WORK TASK A
In the milk kefir passage, how many strains of beneficial bacteria and yeasts does milk kefir have?
WORK TASK B
Can you shorten the paragraph beginning "For centuries kefir grains" in the milk kefir passage while keeping its main facts?
═══ SUPPLIED PASSAGE ═══
Most would say that milk kefir is an acquired taste. Sour and slightly carbonated, it is one of the oldest cultured dairy foods in existence. Originating in Caucuses, shepherds discovered that fresh milk carried in leather pouches would occasionally ferment into a pungent effervescent beverage.
For centuries kefir grains were regarded as part of the family’s and tribe’s wealth and were passed on from generation to generation, scarcely known outside the Caucasian Mountains, although Marco Polo did mention it in recounting his travels. However, news of the ‘magic grains’ did eventually reach Russia and it wasn’t too long before doctors discovered that milk kefir is rich in beneficial bacteria and helps heal intestinal and stomach diseases.
A strong anti-inflammatory, milk kefir has 35 different strains of beneficial bacteria and yeasts which provide us with important health benefits such as boosting immunity, calming inflammation, assisting in digestion, creating amino acids and vitamins, and aiding in digestion Kefir is rich in vitamin A, B2, B12, D, K, calcium, magnesium, phosphorus, and tryptophan. It has anti-tumor properties, prevents disease, increases digestibility and it controls toxins.
It can be made from any type of mammalian milk, also contains partially digested proteins, enzymes (including lactase, which is good for people who are lactose intolerant).
═══ DATASET ═══
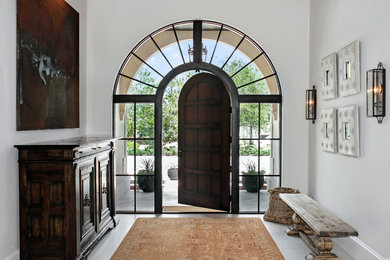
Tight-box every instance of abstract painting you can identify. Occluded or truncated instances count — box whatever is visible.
[338,105,360,157]
[17,0,79,130]
[320,108,337,153]
[321,53,337,100]
[338,41,360,97]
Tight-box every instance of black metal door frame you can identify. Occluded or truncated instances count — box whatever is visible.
[112,20,282,213]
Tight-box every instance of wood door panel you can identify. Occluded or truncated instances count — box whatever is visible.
[179,73,230,211]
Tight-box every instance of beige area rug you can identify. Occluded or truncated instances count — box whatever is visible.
[111,218,284,260]
[163,206,226,213]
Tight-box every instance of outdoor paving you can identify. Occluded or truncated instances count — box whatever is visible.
[116,179,269,212]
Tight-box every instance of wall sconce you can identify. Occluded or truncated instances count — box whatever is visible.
[367,62,386,124]
[306,86,317,124]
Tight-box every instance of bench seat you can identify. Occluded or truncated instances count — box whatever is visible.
[279,194,358,260]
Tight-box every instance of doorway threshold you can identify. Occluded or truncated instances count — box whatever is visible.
[163,206,227,213]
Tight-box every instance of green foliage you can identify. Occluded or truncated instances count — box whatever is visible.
[138,158,154,175]
[162,71,195,147]
[127,141,154,156]
[242,161,265,175]
[240,144,271,156]
[163,146,177,156]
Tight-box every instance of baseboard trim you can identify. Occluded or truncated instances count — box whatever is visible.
[3,250,20,260]
[335,237,389,260]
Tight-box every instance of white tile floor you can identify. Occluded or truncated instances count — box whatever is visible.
[88,214,353,260]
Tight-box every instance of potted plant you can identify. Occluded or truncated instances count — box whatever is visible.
[242,161,265,192]
[137,158,154,192]
[168,165,179,180]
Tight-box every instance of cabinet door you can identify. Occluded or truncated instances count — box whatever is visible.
[96,152,111,230]
[78,158,96,248]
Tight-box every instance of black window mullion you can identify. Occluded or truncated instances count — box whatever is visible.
[221,35,246,70]
[119,73,157,89]
[210,24,223,63]
[172,24,186,64]
[193,21,202,63]
[131,52,164,78]
[149,35,173,69]
[257,103,262,213]
[237,73,276,89]
[133,103,138,213]
[230,51,264,78]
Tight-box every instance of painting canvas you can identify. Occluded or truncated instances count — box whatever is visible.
[320,108,337,153]
[338,105,360,157]
[321,53,337,100]
[17,0,79,130]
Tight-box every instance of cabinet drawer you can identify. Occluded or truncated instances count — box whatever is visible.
[73,142,111,159]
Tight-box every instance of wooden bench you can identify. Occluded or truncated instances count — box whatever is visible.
[279,194,358,260]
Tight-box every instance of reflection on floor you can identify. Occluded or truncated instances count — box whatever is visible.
[88,214,353,260]
[163,206,226,213]
[117,176,269,212]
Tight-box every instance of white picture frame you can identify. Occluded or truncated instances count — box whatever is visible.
[338,41,360,97]
[320,108,337,153]
[321,52,338,100]
[337,105,360,157]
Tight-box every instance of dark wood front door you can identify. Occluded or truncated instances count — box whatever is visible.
[178,73,230,211]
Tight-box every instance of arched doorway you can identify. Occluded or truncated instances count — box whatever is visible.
[113,20,281,213]
[178,73,231,211]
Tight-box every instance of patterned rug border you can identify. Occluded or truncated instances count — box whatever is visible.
[111,217,285,260]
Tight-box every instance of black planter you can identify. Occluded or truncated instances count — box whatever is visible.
[137,175,154,192]
[242,175,264,192]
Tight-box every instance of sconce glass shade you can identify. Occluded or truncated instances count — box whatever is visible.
[306,86,317,124]
[367,62,386,124]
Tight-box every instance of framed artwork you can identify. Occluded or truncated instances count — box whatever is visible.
[321,53,337,100]
[338,41,360,96]
[17,0,79,130]
[320,108,337,153]
[338,105,360,157]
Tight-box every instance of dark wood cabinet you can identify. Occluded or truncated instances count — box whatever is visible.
[15,137,118,260]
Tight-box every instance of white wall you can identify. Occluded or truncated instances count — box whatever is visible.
[309,0,390,259]
[87,0,309,192]
[0,0,86,259]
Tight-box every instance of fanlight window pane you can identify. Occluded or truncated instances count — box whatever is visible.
[175,22,194,62]
[211,40,238,67]
[153,26,183,67]
[146,52,172,76]
[235,62,270,95]
[211,28,243,67]
[202,22,222,63]
[127,65,162,95]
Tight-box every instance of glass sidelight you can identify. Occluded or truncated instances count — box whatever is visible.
[115,103,155,212]
[239,102,281,213]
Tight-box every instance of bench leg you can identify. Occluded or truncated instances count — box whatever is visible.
═══
WRITTEN SOLUTION A
35

WRITTEN SOLUTION B
For centuries, kefir grains were treated as family and tribal wealth and handed down through the generations. They were scarcely known outside the Caucasian Mountains, though Marco Polo mentioned them. Word of the "magic grains" eventually reached Russia, where doctors soon found that milk kefir is rich in beneficial bacteria and helps heal intestinal and stomach diseases.